Required tasks =>
1/ From the observability-as-code guide below, copy word for word the passage that opens with "Using our Observability" and ends after "businesses they support.".
2/ Pick up the observability-as-code guide below after its final sentence and keep writing it.

== Selection

This guide walks you through ideas and processes for automating your New Relic installation and configuration to maximize the value you're getting from observability. It's part of our series on observability maturity.
Observability as code is a term used to describe the process of automating the configuration of your observability tools, in a consistent, controlled, and automated way, to help you derive maximum value from your telemetry data. This resource will focus on doing this for your New Relic implementation.
Why should you use this Observability as code guide?
As your infrastructure, application and service technologies evolve, their scale and complexity increase, increasing the volume of data collected from instrumentation tools (including New Relic), and the challenge associated with making sense of the data, bringing it into context, and driving actions off the back of it.
Using our Observability as code methodology to automate the configuration of New Relic addresses this challenge, helping organizations to accelerate adoption, improve stability, and drive better governance.
This guide provides guidance on how to approach implementing observability-as-code, and offers good practice advice and reference examples to enable you to build and maintain your New Relic platform at speed and at scale. It leverages automation workflows and provisioning tools to allow organizations to scale observability best practices, while reducing manual effort and improving service delivery. A successful implementation of these ideas should deliver real value to both an IT organization itself and the businesses they support.
Reducing the costs and risks associated with implementing and maintaining an optimally configured observability solution in rapidly changing and large scale environments.
Specifically, some of the benefits of adopting observability-as-code practices are:
Managing New Relic resources through code means that they can easily be repeated, scaled, and updated in bulk. Leveraging a modular approach with provisioning tools like Terraform allow packaged sets of resources such as dashboards, alerts, and workloads to be quickly and easily shared and deployed, accelerating startup time and improving organization wide standards.
The toil of creating and maintaining New Relic resources managed through code is significantly less than manually managing them via the user interface, especially when working at scale. Our interface lends itself well to discovery and testing, but changes to code-managed resources can be bulk applied, vastly reducing the time administering the resources. One common approach is to develop alerts and dashboards within the user interface and then, when they're considered mature enough, migrate them to code-managed resources.

====
== Record set

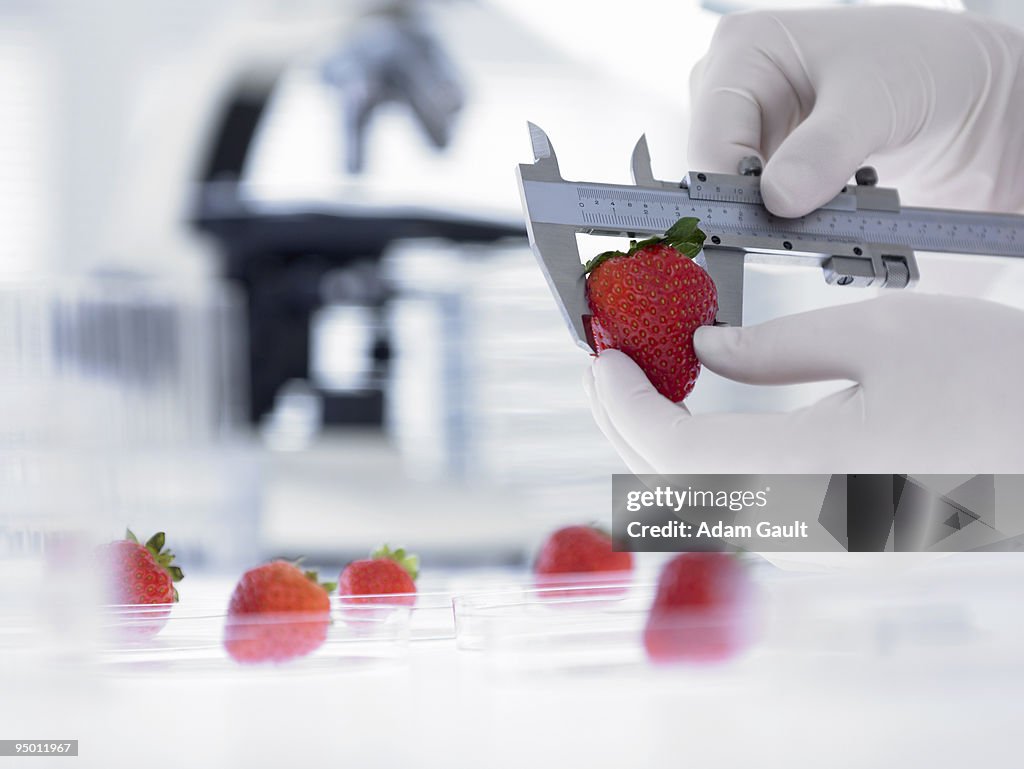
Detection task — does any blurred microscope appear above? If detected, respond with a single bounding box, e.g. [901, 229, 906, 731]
[194, 0, 525, 429]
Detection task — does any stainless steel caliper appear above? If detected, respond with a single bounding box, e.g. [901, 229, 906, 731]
[518, 123, 1024, 350]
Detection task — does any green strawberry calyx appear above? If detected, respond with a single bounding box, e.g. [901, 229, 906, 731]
[125, 528, 185, 601]
[583, 216, 708, 275]
[295, 558, 338, 594]
[370, 545, 420, 582]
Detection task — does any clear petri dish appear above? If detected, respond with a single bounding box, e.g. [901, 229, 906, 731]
[98, 597, 411, 675]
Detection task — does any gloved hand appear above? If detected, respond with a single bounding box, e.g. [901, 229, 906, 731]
[689, 7, 1024, 217]
[584, 293, 1024, 474]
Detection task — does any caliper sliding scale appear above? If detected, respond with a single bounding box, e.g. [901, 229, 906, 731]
[518, 123, 1024, 350]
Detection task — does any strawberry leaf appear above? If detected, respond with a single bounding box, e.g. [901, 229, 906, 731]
[583, 251, 626, 275]
[145, 531, 166, 555]
[583, 216, 708, 275]
[300, 559, 338, 593]
[665, 216, 703, 243]
[370, 545, 420, 582]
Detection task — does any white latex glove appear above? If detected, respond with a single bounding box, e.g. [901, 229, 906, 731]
[584, 293, 1024, 474]
[689, 7, 1024, 217]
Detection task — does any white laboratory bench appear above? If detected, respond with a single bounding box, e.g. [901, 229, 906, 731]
[0, 556, 1024, 769]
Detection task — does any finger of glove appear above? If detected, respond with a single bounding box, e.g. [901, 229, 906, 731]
[583, 367, 656, 475]
[594, 350, 811, 473]
[761, 95, 889, 218]
[688, 13, 813, 173]
[693, 301, 886, 385]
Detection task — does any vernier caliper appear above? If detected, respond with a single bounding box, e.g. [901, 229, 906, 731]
[518, 123, 1024, 350]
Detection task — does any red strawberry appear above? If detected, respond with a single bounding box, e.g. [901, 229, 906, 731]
[97, 529, 184, 638]
[585, 217, 718, 401]
[338, 545, 420, 606]
[224, 561, 335, 663]
[534, 526, 633, 575]
[643, 553, 751, 663]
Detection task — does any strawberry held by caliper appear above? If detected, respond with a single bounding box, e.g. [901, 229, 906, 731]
[585, 217, 718, 401]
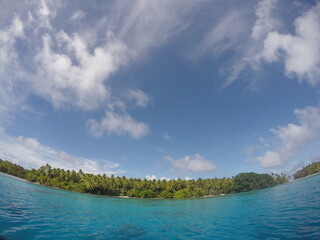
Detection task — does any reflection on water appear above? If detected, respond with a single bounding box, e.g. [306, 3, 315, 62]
[0, 174, 320, 240]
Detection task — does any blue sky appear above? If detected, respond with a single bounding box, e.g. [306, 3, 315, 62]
[0, 0, 320, 179]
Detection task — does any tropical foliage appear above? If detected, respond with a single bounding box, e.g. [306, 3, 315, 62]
[0, 160, 288, 198]
[293, 161, 320, 179]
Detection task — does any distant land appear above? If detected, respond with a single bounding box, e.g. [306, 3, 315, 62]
[293, 161, 320, 179]
[0, 159, 320, 198]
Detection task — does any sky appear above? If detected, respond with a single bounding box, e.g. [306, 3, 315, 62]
[0, 0, 320, 179]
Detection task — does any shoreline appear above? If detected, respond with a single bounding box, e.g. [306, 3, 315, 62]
[0, 172, 230, 200]
[0, 172, 292, 200]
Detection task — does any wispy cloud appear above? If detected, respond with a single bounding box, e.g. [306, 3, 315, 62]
[87, 104, 150, 139]
[165, 154, 216, 172]
[162, 132, 172, 140]
[125, 89, 150, 108]
[263, 2, 320, 86]
[249, 106, 320, 168]
[0, 128, 125, 174]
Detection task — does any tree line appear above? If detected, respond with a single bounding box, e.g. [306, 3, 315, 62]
[293, 161, 320, 179]
[0, 160, 289, 198]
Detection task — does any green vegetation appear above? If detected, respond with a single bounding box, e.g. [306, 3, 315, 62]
[0, 160, 289, 198]
[293, 161, 320, 179]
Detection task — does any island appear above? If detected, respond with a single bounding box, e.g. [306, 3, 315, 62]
[293, 161, 320, 179]
[0, 159, 302, 198]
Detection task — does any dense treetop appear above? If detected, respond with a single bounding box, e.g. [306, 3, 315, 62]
[0, 160, 288, 198]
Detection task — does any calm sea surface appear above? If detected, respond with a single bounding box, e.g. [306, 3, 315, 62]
[0, 174, 320, 240]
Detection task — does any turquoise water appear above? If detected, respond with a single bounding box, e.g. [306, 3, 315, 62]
[0, 174, 320, 240]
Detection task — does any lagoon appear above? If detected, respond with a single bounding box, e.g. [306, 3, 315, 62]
[0, 174, 320, 240]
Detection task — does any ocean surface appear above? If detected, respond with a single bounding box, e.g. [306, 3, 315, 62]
[0, 174, 320, 240]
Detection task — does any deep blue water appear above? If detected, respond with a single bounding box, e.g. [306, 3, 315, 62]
[0, 174, 320, 240]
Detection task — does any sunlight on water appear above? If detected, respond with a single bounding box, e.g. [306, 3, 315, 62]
[0, 174, 320, 240]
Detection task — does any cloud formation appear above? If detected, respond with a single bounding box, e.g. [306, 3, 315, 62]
[87, 110, 149, 139]
[126, 89, 150, 108]
[262, 2, 320, 86]
[0, 128, 125, 174]
[251, 106, 320, 168]
[165, 154, 216, 172]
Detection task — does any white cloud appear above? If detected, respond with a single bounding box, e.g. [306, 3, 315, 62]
[33, 32, 126, 110]
[0, 128, 125, 174]
[0, 17, 26, 122]
[165, 154, 216, 172]
[160, 177, 170, 181]
[87, 110, 149, 139]
[71, 10, 86, 20]
[162, 132, 172, 140]
[145, 175, 157, 180]
[263, 3, 320, 86]
[255, 106, 320, 168]
[126, 89, 150, 108]
[251, 0, 280, 40]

====

Written responses =>
1/
Using our Observability as code methodology to automate the configuration of New Relic addresses this challenge, helping organizations to accelerate adoption, improve stability, and drive better governance.
This guide provides guidance on how to approach implementing observability-as-code, and offers good practice advice and reference examples to enable you to build and maintain your New Relic platform at speed and at scale. It leverages automation workflows and provisioning tools to allow organizations to scale observability best practices, while reducing manual effort and improving service delivery. A successful implementation of these ideas should deliver real value to both an IT organization itself and the businesses they support.

2/
The huge variety of resources that can be configured in New Relic may make it difficult to understand, when looking at a single resource, why it's been created or configured as it has. Configuration via code allows for associated commenting and documentation that helps explain why certain choices may have been made, when, and by whom.
Whilst it's possible to understand who made changes to New Relic resources via the
NRAuditEvent event, this does not provide much background as to why the changes were made, what their previous state was, or who approved the changes. Managing resources via code in tandem with an automated-approval-based provisioning workflow allows for much clearer visibility of changes and improved governance while also providing methods for rollback and recovery.
Observability-as-code allows for stricter controls over the use of API keys for managing New Relic resources. Security is improved by reducing the number of API keys in circulation and ensuring adequate governance is in place concerning their creation and dissemination. Dissuading users from using their own keys, especially within automated workflows, means the surface area for a key breach or unintended corruption is reduced.
Provisioning tools like Terraform make it possible to make delta changes to existing resources. This makes updates quick and efficient as only resources attributes that need changing are changed, with minimal resource destruction and re-creation. This is important as it ensures that the GUIDs of resources such as dashboards and alerts are not changed on update.
Combining observability-as-code with automated workflows allows for New Relic resources to be created and amended as a result of external stimuli such as application deployments, infrastructure events, or any other data input. For example, you could automatically generate dashboards and alerts that compare key golden signal metrics between code version releases at deployment time.
Managing resources in code allows for related resources to be managed together. It's easier to comprehend and manage them in one place, in code, than it is when distributed across the user interface. For instance, this allows different teams to manage, view and maintain the resources within their sphere of influence and not have to hunt for resources they manage.
Occasionally mistakes happen, the wrong resource is updated or deleted. Recovering from these situations with manual resource management is difficult because it's not easy to know what existed before or even if the resource has been changed or lost at all. Observability-as-code helps protect from these issues by ensuring that any resource can be recreated or reset to the expected configuration. It also creates an opportunity to proactively detect configuration drift.
Observability-as-code accelerates the speed of deployment by allowing for a common set of resources to be easily shared amongst teams and used to bootstrap observability tooling. This is particularly evident in micro-service architectures where similar application deployment architectures benefit from cookie-cutter module-based New Relic resources. Creating reusable centrally managed modules also helps to standardize common approaches to observability tooling.
The maturity of your observability-as-code deployment can be evaluated in a number of ways. Generally the more resources in an environment that are managed via code, the more mature the deployment. Here are some of the KPIs:
Before embarking on an Observability as code implementation with New Relic, you should get acquainted with our fundamentals that are available from New Relic University.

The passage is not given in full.